ZADANIE A —
Przepisz wiernie część tekstu o Starym Rynku w Bydgoszczy, zaczynając od słów „BydgoszczZobacz wideo: Szyldy” i kończąc na słowach „Najwyższa Izba Kontroli.”.
ZADANIE B —
Odpowiedz na podstawie tekstu o Starym Rynku w Bydgoszczy:
(i) Ile kosztował remont powierzchni Starego Rynku?
(ii) Jaka instytucja bada teraz sprawę?
(iii) Skąd pochodził granit dostarczany przez AMS-Granit?

FRAGMENT TEKSTU —
╭──

BydgoszczZobacz wideo: Szyldy w Śródmieściu Bydgoszczy. Miejski plastyk interweniuje
Jak już pisaliśmy, wyremontowana za 15 mln zł powierzchnia Starego Rynku w Bydgoszczy budzi kontrowersje. Na łączeniach płyt z granitu i na samych płytach są zacieki i plamy, których nie można wyczyścić. Teraz sprawę bada Najwyższa Izba Kontroli.
W skrócie opisując szczegóły przetargu na rewitalizację płyty Starego Rynku - w budowie brały udział dwie firmy - Betpol z Bydgoszczy i AMS-Granit z Trójmiasta. Ta druga miała dostarczać jako pośrednik materiał granitowy z kamieniołomów w Chinach. Nie robiła tego pierwszy raz. Jest znana z wielu realizacji budów w całej Polsce, zresztą - tak samo jak Betpol. W specyfikacji zamówienia przygotowanej przez Urząd Miasta Bydgoszczy dokładnie określono, jaki to ma być granit. Taki właśnie w Chinach został zamówiony.

╰──

MATERIAŁ —

╭──

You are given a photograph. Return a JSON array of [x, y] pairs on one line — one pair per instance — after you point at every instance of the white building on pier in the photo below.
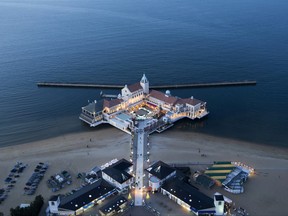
[[137, 101]]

╰──

WYNIK KOŃCOWY A —
BydgoszczZobacz wideo: Szyldy w Śródmieściu Bydgoszczy. Miejski plastyk interweniuje
Jak już pisaliśmy, wyremontowana za 15 mln zł powierzchnia Starego Rynku w Bydgoszczy budzi kontrowersje. Na łączeniach płyt z granitu i na samych płytach są zacieki i plamy, których nie można wyczyścić. Teraz sprawę bada Najwyższa Izba Kontroli.

WYNIK KOŃCOWY B —
(i) 15 mln zł.
(ii) Najwyższa Izba Kontroli.
(iii) Z kamieniołomów w Chinach.